##### Excerpted text

Lesson Learned #047: RAG Dual Database Cleanup Needed

ID: LL-047 Impact: Identified through automated analysis

Date: December 15, 2025 Severity: MEDIUM Category: Technical Debt, RAG, Infrastructure Status: IDENTIFIED (cleanup pending)


The Problem

We have two RAG vector databases in the codebase:

Database Files Using Status
ChromaDB 2 files Legacy
LanceDB 3 files Newer

This creates:

  • Confusion about which to use
  • Double dependencies
  • Inconsistent behavior
  • CI failures when one is missing

How We Got Here

  1. Started with ChromaDB (legacy)
  2. Someone added LanceDB (newer, simpler)
  3. Neither was fully migrated
  4. Both are now “required”

##########

◆ Problems to work on:
(A) From the lesson on the dual RAG databases, quote the part that opens with the words containing "Database Files Using" and closes with "with ChromaDB (legacy)".
(B) In the lesson on the dual RAG databases, which database is marked as legacy?

##### Extracted records

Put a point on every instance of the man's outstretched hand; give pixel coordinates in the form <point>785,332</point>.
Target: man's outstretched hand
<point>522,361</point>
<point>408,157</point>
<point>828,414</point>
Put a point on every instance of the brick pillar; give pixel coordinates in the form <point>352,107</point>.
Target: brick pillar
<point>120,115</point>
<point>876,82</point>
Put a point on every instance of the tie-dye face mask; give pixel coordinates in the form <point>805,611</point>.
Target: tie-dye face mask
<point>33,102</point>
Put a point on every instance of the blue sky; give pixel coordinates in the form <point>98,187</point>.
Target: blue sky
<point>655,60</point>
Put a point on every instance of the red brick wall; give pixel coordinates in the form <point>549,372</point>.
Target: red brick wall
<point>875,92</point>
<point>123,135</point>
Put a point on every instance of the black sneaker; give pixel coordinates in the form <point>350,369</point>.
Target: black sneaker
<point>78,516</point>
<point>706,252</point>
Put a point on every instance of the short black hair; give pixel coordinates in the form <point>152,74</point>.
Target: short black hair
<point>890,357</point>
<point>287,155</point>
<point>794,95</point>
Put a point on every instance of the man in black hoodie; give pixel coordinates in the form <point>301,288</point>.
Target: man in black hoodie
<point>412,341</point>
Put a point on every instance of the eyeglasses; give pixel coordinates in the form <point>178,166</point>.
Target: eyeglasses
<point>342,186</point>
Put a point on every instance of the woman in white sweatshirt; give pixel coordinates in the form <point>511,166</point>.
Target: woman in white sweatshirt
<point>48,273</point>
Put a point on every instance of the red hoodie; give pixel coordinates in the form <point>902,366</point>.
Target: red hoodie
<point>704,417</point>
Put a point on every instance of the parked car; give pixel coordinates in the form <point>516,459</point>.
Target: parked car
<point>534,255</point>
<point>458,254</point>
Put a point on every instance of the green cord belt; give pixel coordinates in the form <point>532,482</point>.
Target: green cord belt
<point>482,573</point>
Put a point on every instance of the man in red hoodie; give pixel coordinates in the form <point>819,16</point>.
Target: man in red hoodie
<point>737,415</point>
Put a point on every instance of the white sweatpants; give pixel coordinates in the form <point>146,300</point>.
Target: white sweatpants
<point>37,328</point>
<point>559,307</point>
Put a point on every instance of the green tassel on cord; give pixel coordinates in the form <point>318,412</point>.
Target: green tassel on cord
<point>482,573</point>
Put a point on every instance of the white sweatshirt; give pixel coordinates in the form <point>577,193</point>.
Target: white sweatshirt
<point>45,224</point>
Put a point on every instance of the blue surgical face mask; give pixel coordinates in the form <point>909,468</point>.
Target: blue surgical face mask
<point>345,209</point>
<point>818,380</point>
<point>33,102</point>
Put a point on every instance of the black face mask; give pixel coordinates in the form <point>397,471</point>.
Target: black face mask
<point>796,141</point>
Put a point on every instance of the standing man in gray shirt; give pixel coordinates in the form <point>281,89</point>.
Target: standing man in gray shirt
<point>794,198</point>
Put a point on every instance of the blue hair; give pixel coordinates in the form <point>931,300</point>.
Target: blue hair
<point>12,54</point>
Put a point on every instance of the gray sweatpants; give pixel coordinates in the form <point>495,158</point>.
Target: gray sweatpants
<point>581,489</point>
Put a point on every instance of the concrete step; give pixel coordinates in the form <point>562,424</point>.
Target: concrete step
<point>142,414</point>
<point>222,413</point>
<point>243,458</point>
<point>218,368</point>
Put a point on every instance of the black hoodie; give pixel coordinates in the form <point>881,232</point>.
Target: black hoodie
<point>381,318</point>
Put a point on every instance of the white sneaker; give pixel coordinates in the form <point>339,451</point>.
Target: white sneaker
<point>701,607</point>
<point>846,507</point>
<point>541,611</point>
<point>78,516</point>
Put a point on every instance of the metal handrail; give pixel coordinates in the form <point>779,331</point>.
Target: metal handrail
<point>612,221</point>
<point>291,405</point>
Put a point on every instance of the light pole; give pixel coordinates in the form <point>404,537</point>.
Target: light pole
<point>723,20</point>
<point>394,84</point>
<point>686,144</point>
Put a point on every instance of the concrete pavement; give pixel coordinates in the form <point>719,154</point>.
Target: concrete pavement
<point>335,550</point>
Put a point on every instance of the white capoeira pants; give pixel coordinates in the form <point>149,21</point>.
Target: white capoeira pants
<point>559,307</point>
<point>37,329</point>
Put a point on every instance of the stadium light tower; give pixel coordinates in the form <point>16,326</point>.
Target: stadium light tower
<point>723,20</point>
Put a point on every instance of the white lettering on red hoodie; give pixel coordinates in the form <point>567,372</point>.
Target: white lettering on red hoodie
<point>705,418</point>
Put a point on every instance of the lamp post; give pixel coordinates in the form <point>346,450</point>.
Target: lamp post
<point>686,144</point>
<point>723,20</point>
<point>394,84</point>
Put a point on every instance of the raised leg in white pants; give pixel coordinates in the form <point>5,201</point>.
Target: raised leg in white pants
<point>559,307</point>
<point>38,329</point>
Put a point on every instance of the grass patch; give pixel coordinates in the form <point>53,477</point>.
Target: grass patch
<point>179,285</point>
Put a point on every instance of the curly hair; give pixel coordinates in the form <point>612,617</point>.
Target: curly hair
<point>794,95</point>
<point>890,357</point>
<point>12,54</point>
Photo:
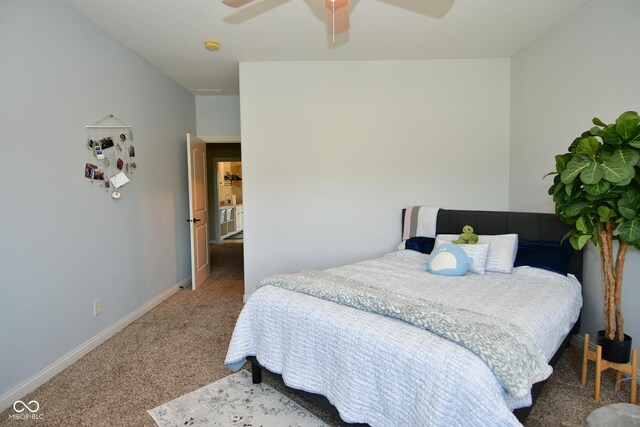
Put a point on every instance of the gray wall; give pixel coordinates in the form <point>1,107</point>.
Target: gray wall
<point>586,66</point>
<point>63,241</point>
<point>332,151</point>
<point>218,115</point>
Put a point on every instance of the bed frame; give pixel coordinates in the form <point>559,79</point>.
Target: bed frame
<point>529,227</point>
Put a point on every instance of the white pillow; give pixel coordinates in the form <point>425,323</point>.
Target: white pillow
<point>477,252</point>
<point>502,252</point>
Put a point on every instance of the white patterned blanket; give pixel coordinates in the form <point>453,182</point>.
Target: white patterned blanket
<point>386,372</point>
<point>513,357</point>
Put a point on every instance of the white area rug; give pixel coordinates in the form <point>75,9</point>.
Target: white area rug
<point>234,401</point>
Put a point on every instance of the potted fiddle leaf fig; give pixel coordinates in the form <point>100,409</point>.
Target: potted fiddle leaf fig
<point>596,189</point>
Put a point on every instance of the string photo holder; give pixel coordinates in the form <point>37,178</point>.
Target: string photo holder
<point>110,154</point>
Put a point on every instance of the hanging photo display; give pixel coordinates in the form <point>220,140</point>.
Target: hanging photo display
<point>109,152</point>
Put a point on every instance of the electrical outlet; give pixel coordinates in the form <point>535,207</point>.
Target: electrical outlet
<point>97,307</point>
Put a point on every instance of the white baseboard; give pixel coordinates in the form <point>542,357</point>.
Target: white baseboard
<point>9,398</point>
<point>578,341</point>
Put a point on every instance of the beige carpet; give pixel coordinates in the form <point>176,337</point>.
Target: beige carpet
<point>180,346</point>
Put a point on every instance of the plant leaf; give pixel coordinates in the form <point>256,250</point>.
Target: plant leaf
<point>616,171</point>
<point>599,188</point>
<point>606,213</point>
<point>592,174</point>
<point>574,168</point>
<point>629,204</point>
<point>581,225</point>
<point>630,232</point>
<point>583,240</point>
<point>626,155</point>
<point>596,131</point>
<point>588,146</point>
<point>611,137</point>
<point>574,209</point>
<point>626,124</point>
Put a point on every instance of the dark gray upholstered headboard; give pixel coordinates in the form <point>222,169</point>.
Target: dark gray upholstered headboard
<point>529,226</point>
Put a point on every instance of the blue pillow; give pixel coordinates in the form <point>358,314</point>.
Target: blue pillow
<point>448,259</point>
<point>420,244</point>
<point>551,256</point>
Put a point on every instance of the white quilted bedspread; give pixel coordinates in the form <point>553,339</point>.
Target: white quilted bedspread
<point>385,372</point>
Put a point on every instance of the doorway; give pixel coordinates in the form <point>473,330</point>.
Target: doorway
<point>225,209</point>
<point>226,205</point>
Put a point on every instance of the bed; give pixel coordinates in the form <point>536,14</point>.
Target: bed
<point>381,370</point>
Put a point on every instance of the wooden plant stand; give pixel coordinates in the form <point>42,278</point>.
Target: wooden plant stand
<point>603,365</point>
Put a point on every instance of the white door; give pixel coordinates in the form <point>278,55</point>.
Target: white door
<point>198,209</point>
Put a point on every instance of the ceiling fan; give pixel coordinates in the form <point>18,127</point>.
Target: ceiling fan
<point>337,13</point>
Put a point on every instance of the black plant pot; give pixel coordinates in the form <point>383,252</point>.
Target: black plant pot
<point>613,350</point>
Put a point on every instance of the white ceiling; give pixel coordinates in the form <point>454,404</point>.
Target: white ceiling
<point>170,33</point>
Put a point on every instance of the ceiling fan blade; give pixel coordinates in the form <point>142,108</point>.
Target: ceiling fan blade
<point>337,15</point>
<point>236,3</point>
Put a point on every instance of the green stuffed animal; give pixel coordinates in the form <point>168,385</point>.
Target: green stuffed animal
<point>467,236</point>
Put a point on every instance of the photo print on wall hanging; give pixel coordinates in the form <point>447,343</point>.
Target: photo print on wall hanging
<point>109,152</point>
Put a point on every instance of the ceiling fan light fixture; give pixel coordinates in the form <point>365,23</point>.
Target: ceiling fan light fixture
<point>337,16</point>
<point>212,45</point>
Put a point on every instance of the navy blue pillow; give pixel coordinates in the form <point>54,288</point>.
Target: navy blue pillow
<point>420,244</point>
<point>551,256</point>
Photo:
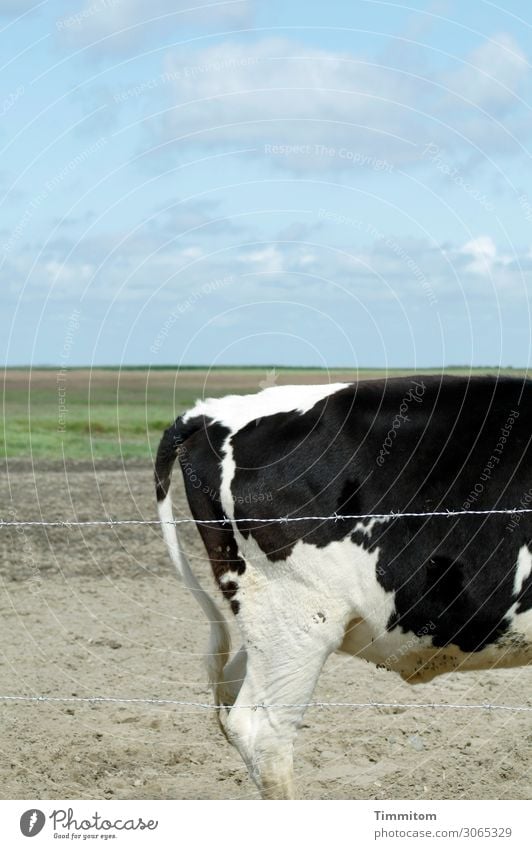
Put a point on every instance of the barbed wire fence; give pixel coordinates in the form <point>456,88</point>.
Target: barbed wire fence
<point>110,522</point>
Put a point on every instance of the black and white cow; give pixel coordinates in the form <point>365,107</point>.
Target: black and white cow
<point>421,595</point>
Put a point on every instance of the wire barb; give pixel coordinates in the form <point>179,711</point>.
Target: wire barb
<point>266,706</point>
<point>63,523</point>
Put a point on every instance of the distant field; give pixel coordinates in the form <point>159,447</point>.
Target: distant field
<point>119,414</point>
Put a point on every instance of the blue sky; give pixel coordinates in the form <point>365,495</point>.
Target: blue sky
<point>304,183</point>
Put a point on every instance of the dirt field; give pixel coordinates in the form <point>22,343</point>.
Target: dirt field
<point>98,612</point>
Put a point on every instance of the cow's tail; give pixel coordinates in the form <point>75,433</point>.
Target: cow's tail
<point>220,640</point>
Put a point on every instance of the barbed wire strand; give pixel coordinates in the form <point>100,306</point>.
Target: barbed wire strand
<point>448,514</point>
<point>315,704</point>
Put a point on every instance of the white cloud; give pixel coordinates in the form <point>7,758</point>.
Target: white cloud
<point>114,26</point>
<point>414,272</point>
<point>16,7</point>
<point>491,75</point>
<point>305,108</point>
<point>482,253</point>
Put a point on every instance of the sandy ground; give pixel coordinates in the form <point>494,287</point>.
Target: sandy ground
<point>98,612</point>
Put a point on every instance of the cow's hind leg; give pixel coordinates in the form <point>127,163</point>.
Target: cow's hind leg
<point>282,670</point>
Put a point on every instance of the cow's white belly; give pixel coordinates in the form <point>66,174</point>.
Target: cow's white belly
<point>338,585</point>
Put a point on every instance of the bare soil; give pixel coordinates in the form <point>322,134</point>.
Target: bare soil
<point>97,611</point>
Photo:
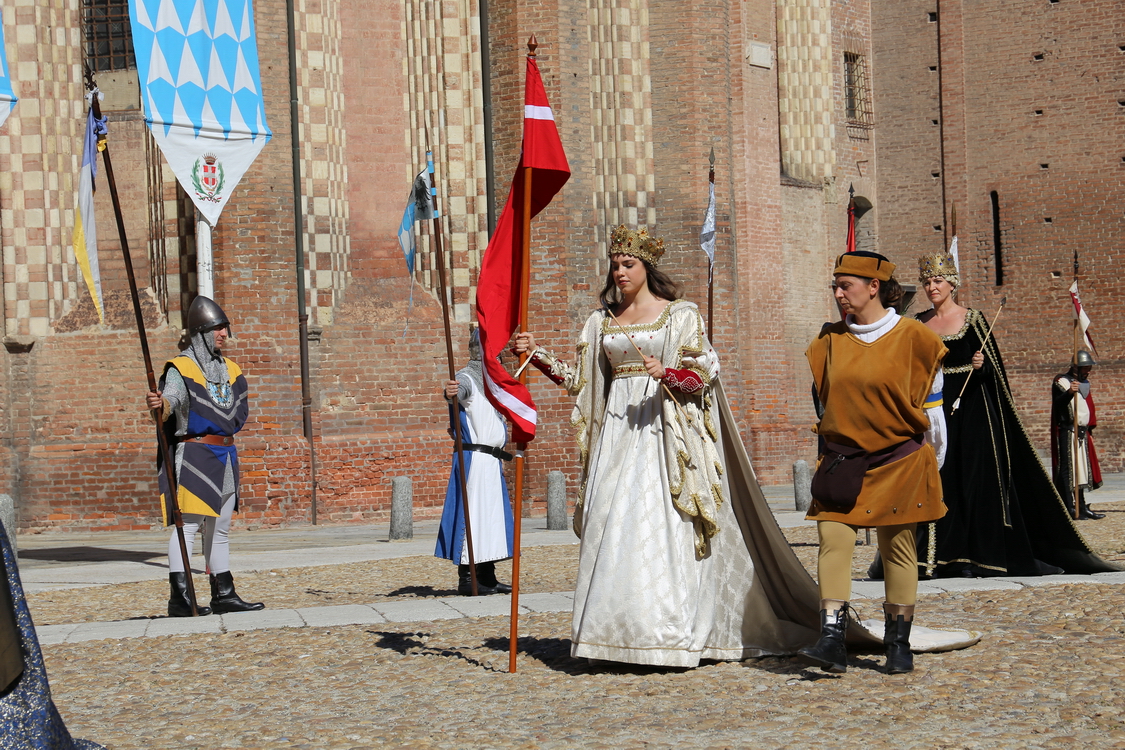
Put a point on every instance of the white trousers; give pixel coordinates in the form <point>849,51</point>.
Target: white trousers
<point>216,540</point>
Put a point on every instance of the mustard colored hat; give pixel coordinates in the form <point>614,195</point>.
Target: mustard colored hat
<point>862,263</point>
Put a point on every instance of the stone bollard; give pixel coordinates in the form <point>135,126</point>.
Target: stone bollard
<point>802,486</point>
<point>402,508</point>
<point>556,502</point>
<point>8,516</point>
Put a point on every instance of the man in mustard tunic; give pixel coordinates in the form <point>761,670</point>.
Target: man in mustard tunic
<point>204,399</point>
<point>879,377</point>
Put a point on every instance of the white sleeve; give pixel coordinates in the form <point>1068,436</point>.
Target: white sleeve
<point>936,434</point>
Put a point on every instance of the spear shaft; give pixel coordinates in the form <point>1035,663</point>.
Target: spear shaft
<point>158,415</point>
<point>1074,448</point>
<point>520,448</point>
<point>453,406</point>
<point>710,273</point>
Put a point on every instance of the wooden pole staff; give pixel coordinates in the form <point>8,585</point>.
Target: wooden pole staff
<point>521,448</point>
<point>158,413</point>
<point>455,423</point>
<point>710,271</point>
<point>956,404</point>
<point>1074,446</point>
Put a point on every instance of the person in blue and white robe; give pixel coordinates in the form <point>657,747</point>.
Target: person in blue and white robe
<point>484,434</point>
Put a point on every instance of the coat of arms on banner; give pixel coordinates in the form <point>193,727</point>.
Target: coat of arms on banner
<point>208,178</point>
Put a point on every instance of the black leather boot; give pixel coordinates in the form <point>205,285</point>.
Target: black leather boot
<point>465,581</point>
<point>1085,512</point>
<point>829,652</point>
<point>224,598</point>
<point>486,576</point>
<point>897,638</point>
<point>179,605</point>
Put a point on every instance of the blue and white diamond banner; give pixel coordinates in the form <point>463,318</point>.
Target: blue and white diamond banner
<point>197,61</point>
<point>7,96</point>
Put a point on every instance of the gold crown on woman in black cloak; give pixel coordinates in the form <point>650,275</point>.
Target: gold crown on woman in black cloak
<point>637,243</point>
<point>938,264</point>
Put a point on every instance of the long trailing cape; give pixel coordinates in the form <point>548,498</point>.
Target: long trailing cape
<point>1005,513</point>
<point>771,604</point>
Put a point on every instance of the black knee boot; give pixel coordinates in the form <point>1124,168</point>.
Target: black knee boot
<point>486,576</point>
<point>829,652</point>
<point>179,605</point>
<point>224,598</point>
<point>465,580</point>
<point>897,638</point>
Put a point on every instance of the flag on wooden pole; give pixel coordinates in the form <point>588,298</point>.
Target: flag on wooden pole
<point>420,207</point>
<point>197,63</point>
<point>1083,319</point>
<point>498,285</point>
<point>8,98</point>
<point>86,229</point>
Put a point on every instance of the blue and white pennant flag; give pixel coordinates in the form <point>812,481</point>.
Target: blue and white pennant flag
<point>8,98</point>
<point>420,207</point>
<point>197,61</point>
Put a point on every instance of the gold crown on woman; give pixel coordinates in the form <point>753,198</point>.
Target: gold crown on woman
<point>938,264</point>
<point>637,243</point>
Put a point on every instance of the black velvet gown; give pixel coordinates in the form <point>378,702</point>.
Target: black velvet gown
<point>1006,517</point>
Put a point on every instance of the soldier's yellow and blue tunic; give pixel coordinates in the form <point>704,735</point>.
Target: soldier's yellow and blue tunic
<point>205,473</point>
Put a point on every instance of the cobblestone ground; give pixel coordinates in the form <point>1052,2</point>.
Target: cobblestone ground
<point>1049,674</point>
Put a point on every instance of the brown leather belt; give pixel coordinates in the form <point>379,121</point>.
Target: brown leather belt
<point>213,440</point>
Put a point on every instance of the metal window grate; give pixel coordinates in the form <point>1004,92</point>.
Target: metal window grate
<point>856,93</point>
<point>107,36</point>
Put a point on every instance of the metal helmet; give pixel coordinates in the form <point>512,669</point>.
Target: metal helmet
<point>475,344</point>
<point>1082,359</point>
<point>206,315</point>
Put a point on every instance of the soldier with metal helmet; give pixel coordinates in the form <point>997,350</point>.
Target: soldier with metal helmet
<point>205,403</point>
<point>1074,468</point>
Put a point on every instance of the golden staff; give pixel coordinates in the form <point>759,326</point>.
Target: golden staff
<point>1004,300</point>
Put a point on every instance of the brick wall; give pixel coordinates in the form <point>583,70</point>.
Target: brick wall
<point>1031,111</point>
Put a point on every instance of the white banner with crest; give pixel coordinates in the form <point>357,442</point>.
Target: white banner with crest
<point>197,61</point>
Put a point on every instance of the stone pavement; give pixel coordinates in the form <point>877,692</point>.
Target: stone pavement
<point>417,668</point>
<point>65,561</point>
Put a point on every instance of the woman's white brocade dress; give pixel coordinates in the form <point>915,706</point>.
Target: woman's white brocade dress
<point>641,596</point>
<point>669,578</point>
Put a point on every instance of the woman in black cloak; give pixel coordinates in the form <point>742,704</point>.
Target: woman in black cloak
<point>1006,517</point>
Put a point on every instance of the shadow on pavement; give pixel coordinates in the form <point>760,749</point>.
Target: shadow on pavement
<point>90,554</point>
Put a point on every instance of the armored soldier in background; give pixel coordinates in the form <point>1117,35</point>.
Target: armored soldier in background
<point>1065,461</point>
<point>205,401</point>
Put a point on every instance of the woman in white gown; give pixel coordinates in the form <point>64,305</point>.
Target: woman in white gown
<point>681,558</point>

##########

◆ Per-task outputs:
(A)
Database Files Using Status
ChromaDB 2 files Legacy
LanceDB 3 files Newer

This creates:

  • Confusion about which to use
  • Double dependencies
  • Inconsistent behavior
  • CI failures when one is missing

How We Got Here

  1. Started with ChromaDB (legacy)

(B) ChromaDB